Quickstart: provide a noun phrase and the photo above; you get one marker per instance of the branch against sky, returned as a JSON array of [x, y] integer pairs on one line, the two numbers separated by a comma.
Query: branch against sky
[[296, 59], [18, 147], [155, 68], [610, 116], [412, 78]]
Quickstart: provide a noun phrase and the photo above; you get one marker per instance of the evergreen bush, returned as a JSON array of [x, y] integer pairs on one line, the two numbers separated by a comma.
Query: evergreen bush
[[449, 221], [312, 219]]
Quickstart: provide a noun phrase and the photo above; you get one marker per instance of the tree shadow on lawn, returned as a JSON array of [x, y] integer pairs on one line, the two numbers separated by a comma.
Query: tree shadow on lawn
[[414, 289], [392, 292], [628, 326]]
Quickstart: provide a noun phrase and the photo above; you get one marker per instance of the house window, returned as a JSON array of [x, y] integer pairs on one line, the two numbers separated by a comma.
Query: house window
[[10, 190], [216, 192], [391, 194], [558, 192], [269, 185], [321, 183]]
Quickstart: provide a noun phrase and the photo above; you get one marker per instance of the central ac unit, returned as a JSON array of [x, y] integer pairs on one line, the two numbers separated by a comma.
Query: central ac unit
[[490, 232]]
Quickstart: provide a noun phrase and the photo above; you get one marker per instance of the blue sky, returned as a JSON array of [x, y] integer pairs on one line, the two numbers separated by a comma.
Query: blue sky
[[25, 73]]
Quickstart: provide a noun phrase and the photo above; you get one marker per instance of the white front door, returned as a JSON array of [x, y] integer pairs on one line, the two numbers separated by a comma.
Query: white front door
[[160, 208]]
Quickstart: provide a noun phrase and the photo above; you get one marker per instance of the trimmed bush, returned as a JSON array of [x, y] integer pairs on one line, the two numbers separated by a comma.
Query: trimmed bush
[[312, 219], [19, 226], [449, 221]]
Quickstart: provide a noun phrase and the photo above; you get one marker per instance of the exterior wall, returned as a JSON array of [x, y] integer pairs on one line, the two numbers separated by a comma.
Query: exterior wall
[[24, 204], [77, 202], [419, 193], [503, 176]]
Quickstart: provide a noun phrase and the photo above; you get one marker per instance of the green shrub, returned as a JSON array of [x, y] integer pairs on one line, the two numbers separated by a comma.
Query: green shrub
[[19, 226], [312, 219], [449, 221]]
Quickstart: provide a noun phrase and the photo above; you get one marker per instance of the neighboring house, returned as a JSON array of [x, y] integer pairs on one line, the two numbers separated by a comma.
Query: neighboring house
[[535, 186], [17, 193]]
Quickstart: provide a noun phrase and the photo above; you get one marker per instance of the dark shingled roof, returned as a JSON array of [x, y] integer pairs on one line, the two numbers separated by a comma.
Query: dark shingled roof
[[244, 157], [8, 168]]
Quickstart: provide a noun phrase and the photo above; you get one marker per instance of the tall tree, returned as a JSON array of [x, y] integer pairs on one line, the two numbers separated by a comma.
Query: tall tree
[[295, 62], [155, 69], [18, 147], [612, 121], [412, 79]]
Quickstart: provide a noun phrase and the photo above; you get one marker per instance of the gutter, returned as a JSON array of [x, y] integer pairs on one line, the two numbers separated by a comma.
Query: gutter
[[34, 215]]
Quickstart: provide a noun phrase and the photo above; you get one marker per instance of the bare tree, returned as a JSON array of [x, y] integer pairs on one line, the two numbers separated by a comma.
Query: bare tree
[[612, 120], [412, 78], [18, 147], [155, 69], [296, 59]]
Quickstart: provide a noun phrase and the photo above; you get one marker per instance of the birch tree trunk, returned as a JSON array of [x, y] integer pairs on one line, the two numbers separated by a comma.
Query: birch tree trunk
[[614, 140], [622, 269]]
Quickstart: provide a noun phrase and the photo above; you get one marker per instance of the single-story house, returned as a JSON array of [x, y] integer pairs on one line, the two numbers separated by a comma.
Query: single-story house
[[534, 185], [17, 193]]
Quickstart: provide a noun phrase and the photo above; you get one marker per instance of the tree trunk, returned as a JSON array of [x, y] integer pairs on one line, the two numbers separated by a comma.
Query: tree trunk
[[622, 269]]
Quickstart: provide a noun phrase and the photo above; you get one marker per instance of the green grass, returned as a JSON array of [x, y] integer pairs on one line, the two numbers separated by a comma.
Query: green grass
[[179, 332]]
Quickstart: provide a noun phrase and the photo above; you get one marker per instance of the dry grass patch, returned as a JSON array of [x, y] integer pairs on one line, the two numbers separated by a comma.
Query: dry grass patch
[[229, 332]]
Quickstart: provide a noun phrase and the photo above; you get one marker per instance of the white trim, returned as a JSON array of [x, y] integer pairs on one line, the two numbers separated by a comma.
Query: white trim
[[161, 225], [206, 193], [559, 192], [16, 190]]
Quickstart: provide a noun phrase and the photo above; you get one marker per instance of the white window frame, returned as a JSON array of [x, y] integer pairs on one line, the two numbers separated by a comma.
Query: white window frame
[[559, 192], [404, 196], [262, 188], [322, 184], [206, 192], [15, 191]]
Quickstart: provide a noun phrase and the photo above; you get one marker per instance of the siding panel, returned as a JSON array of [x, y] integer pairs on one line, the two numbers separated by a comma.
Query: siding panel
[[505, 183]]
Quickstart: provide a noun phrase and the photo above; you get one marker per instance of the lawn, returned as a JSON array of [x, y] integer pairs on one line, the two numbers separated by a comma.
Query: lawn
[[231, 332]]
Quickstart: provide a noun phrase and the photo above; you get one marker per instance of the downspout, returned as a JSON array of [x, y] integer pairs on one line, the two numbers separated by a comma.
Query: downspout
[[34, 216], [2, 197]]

TASK GOAL →
Top to bottom, set down the entries above word for word.

REPLY →
Quickstart: provide a noun phrase and the photo above; you get one marker per instance of the branch against sky, returned as a JSON array of [x, y] integer pairs on one line, the two numbers separated by a comma.
Query: branch against sky
[[296, 59], [18, 147], [155, 68], [610, 116], [412, 78]]
Quickstart: provide a noun phrase and the photo above; you get one marker per instance of the evergreen bush, returned as a JSON array of [x, y] integer pairs on one line, the two numbers separated by a comma.
Query: evergreen bush
[[449, 221], [312, 219]]
Quickstart: provide a noun phrase and the photo above; you get one marker per instance of the tree shadow on lawn, returned as a JSON array of [x, y] integer pairs on one line, the two numbers separated by a comma.
Query: tree shadow on lawn
[[414, 289], [392, 292], [628, 326]]
Quickstart: provide a noun phrase and the photo above; you get one marker per instance of the house window, returned as a JSON array of [x, y] integer pairs on one line, the two numbers separated by a comma.
Query: house window
[[10, 190], [216, 192], [391, 194], [558, 192], [269, 185], [321, 183]]
Quickstart: provide a noun phrase and the photo above; you get one marker per instance of the central ac unit, returned as a JSON array of [x, y] integer pairs on one line, the two numbers separated by a comma.
Query: central ac unit
[[490, 232]]
Quickstart: provide a noun phrase and the photo above; you get one marker per instance of the blue sky, returned as a JSON array of [x, y] integer pairs on one line, the two numbers separated by a comma.
Query: blue sky
[[25, 73]]
Quickstart: provide a noun phrase and the photo above; you get one marker per instance of the white front door, returned as a JSON array of [x, y] integer pairs on one line, the two numbers separated by a comma.
Query: white front door
[[160, 208]]
Quickstart: provide a noun phrase and the photo above; you get one marker per instance of the trimmed bush, returned as a JSON array of [x, y] integer pairs on one line, the two numbers separated by a comma.
Query: trimmed bush
[[312, 219], [19, 226], [449, 221]]
Quickstart: provide a noun phrase and the photo above; you get one marker per instance of the exterior wall, returned as a JSON array of [x, y] integer pairs on one line, the two numbers separated by a comma.
Query: exterior wall
[[24, 204], [77, 202], [419, 193], [503, 176]]
Quickstart: provide a noun phrase and the photo above; you get one marker per instance of the green shrub, returned as a JSON array of [x, y] integer pairs on one line, the two numbers separated by a comma.
Query: green shrub
[[19, 226], [312, 219], [449, 221]]
Quickstart: provide a noun phrase and the photo above; you get one marker per instance of the neighboring house, returned as a JSON array of [x, y] integer pairs on one line, the two numbers separated by a comma.
Query: neighboring house
[[535, 186], [17, 193]]
Quickstart: provide a noun phrase and the photo above; you get one marker per instance of the dark shingled roof, returned as a JSON array of [x, y] integer pairs on one line, the two numbers separated by a comma.
Query: dark shingled roof
[[244, 157], [8, 168]]
Quickstart: provide a noun phrase and the photo above; you get one marker per instance of the tall tree, returned as a JSON array of [x, y] integer pairs on one line, the two numbers separated by a comma.
Query: tall tree
[[295, 62], [155, 69], [18, 147], [612, 121], [412, 79]]
Quickstart: provide a noun phrase and the photo above; you get one marker per instance of the gutter, returned as a JSON array of [x, y] integer pairs on one line, the two numbers separated by a comma.
Query: gutter
[[34, 215]]
Quickstart: provide a noun phrase and the photo above; you get one marker per instance of the bare tree, returned as a JSON array of [x, y] integer pairs on one line, the two numbers separated by a comma.
Query: bare tree
[[612, 120], [412, 78], [18, 147], [155, 69], [296, 59]]
Quickstart: provide a noun phrase and the photo above; you get one marker per instance of the birch tree trunk, returned as a JSON array of [x, y] integer pairs on one line, the two numbers separated by a comma.
Query: birch tree trunk
[[614, 140], [622, 269]]
Quickstart: provide a noun phrase and the photo above; you get one marker per instance of the single-story house, returned as a JSON array of [x, y] integer pairs on one line, the two numbers separated by a comma.
Query: single-story house
[[534, 185], [17, 193]]
Quickstart: provide a noun phrase and the photo above; you get one marker per instance of the tree trunk, returned as a JSON array of [x, y] integer pairs on one line, the two numbers separated by a comma.
Query: tree trunk
[[622, 269]]
Quickstart: provide a noun phrase and the photo above; you get one marker per instance of the green grass, returned as a JSON array of [x, y] integer pairs on one line, the two numbers separated by a comma.
Query: green grass
[[179, 332]]
Quickstart: provide a noun phrase and the photo above; you get one marker per instance of the dry grass patch, returned as a JSON array of [x, y] integer pairs on one line, the two numbers separated by a comma.
Query: dry grass patch
[[229, 332]]
Quickstart: provide a noun phrase and the photo above; you get one marker per instance of the white trim, returned as a JSON array of [x, y] integer pairs on one line, the two numbers separated by a comma.
Query: white trim
[[161, 225], [206, 193], [559, 192], [16, 190]]
Quickstart: provide a noun phrase and the photo above; you get one marker per instance of the white window frame, returned as a JSON array of [x, y] integer pairs on one line, the two numbers separated by a comma.
Query: white window frame
[[559, 192], [404, 196], [262, 188], [322, 184], [206, 192], [15, 191]]
Quickstart: provide a noun phrase and the photo above; you get one marker per instance of the siding panel, returned as a JSON array of [x, y] integer pairs on one line, the two numbers separated by a comma.
Query: siding panel
[[505, 183]]
Quickstart: provide a noun phrase and the photo above; you get one marker per instance of the lawn, returned as a JSON array of [x, y] integer pairs on one line, the two numbers separated by a comma.
Query: lawn
[[231, 332]]
Quickstart: provide a noun phrase and the photo above; you get one marker per instance of the downspout, returned as a JSON array of [x, y] integer pairs on one line, the two numbers separated by a comma.
Query: downspout
[[34, 216], [2, 197]]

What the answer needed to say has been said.